(Point localization data)
== Segment start ==

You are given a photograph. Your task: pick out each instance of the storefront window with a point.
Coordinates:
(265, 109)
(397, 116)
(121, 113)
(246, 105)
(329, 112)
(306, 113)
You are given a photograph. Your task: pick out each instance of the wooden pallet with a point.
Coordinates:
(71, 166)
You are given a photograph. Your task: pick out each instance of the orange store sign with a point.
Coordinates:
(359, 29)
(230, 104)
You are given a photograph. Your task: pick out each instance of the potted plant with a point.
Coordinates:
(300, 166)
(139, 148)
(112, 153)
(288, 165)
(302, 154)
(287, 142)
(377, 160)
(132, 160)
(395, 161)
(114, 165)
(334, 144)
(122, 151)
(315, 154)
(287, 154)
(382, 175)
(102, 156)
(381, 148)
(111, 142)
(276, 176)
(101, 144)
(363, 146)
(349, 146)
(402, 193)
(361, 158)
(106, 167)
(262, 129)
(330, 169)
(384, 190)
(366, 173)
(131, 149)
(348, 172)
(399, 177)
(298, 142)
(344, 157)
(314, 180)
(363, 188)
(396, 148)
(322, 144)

== Segment end ==

Look for the string "given" in the data above and return every line that has it.

You are given a photograph. Your task: pick out each instance of the storefront window with a point.
You are given a photograph. Your task: pick out each instance of the wooden pallet with a point.
You are given a photograph. Your task: pick out each instance of the orange store sign with a point.
You are given a photograph. Your task: pick out each instance of the potted plant with a point.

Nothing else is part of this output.